* **Exercise goal**
The answer must consist of every line in the data that contains "below".

Raw data: Begin

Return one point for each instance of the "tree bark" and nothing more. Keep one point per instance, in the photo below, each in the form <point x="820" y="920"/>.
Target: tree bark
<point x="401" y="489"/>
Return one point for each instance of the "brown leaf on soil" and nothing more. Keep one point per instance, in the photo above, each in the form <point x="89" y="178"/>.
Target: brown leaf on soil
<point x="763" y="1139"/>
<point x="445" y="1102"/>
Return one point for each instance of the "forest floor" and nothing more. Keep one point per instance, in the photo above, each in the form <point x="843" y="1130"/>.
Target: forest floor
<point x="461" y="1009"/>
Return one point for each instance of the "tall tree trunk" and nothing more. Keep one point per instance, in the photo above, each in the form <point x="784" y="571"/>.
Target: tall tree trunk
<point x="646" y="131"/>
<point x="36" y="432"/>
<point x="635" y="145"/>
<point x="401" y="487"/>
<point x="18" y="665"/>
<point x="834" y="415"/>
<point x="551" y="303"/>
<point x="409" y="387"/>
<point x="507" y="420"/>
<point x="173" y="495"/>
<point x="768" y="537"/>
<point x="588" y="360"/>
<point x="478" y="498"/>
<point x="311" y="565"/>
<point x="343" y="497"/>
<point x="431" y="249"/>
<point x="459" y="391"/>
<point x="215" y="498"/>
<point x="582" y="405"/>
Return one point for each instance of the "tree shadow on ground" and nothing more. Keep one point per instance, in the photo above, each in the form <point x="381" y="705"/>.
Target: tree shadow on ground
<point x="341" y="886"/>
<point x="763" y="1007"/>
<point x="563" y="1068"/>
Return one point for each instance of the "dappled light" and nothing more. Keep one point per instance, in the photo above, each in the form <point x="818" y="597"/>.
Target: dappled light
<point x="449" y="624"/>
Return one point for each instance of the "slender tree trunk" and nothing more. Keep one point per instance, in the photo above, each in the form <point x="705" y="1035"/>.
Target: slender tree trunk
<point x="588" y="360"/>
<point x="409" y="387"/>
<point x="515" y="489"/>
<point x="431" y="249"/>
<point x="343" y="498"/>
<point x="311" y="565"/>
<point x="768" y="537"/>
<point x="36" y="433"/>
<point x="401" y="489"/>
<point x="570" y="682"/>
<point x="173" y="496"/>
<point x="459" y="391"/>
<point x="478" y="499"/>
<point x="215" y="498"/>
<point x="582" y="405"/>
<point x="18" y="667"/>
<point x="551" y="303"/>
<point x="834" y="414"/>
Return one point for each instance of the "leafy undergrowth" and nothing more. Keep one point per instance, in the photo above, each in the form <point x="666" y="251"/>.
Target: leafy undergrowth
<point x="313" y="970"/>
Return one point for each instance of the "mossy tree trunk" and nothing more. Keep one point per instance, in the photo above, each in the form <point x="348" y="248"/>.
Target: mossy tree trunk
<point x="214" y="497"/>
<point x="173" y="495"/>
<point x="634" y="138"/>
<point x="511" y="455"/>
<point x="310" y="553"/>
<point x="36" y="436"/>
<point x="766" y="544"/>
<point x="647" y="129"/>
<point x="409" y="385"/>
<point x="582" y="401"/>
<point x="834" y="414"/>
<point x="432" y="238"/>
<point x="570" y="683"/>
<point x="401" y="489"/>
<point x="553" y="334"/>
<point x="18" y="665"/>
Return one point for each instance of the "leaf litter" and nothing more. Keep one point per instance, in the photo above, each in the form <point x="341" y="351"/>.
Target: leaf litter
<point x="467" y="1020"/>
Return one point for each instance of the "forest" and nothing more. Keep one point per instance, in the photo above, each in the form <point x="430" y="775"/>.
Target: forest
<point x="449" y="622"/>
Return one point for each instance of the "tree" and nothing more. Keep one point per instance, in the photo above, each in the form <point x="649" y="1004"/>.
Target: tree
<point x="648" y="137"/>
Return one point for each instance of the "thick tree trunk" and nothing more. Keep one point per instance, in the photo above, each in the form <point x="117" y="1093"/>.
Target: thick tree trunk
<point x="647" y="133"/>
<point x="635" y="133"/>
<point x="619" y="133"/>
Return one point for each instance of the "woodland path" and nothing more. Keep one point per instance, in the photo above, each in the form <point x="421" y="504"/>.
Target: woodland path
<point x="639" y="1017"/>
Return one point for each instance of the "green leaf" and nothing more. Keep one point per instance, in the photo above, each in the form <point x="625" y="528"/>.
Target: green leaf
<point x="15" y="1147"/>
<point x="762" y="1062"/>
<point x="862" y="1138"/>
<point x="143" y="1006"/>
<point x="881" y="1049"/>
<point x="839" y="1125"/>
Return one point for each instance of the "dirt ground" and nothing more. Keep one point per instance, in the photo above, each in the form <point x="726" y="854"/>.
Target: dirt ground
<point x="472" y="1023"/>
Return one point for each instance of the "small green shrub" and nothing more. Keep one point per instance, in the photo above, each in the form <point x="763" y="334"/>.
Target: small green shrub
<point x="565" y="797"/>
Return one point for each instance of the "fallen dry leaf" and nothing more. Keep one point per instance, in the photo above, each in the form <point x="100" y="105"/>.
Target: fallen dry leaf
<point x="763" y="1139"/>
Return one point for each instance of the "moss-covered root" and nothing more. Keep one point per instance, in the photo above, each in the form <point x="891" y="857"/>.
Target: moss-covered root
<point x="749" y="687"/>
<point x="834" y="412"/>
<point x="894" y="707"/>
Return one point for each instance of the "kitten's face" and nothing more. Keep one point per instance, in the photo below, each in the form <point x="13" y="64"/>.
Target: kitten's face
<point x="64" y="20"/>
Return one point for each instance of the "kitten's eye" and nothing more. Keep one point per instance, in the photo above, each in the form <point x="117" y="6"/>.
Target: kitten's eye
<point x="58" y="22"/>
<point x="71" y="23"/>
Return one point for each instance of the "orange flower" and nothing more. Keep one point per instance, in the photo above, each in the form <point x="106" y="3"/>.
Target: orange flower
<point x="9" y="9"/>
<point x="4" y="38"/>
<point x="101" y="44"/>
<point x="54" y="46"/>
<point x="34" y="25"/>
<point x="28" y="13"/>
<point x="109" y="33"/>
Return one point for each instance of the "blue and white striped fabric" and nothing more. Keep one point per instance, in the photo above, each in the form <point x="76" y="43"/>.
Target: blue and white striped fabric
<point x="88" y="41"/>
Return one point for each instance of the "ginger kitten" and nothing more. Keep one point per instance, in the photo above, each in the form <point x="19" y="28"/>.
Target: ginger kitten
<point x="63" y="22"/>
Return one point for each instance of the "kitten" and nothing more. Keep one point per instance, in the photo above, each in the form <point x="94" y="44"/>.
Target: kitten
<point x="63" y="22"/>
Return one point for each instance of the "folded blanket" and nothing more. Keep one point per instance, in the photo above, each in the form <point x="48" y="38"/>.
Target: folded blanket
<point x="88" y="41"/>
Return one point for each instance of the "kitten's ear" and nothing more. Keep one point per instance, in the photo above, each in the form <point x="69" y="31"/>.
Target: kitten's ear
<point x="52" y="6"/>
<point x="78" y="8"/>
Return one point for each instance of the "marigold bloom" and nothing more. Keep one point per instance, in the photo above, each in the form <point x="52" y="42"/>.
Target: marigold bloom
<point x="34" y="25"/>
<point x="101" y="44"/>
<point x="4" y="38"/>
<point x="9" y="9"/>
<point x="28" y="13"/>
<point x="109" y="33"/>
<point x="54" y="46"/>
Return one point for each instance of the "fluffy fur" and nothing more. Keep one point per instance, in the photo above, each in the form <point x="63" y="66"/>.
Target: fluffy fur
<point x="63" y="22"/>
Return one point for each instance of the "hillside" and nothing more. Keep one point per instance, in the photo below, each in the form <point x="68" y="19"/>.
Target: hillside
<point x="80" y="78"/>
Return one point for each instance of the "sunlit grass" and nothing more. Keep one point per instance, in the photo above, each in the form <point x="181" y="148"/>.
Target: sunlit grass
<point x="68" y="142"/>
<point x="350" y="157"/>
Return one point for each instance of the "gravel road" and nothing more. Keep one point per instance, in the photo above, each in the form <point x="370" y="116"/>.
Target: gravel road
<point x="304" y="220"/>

Raw data: End

* **Response box**
Return one point for each instance of the "tree bark" and nothing more. Keep one point per instance, in the photo below, each in the form <point x="820" y="920"/>.
Return one point for each instance of the "kitten's face" and nothing more. Keep one point per instance, in the photo below, each in the form <point x="13" y="64"/>.
Return one point for each instance of the "hillside" and nothing more. Keep one point per instance, in the photo below, each in the form <point x="68" y="19"/>.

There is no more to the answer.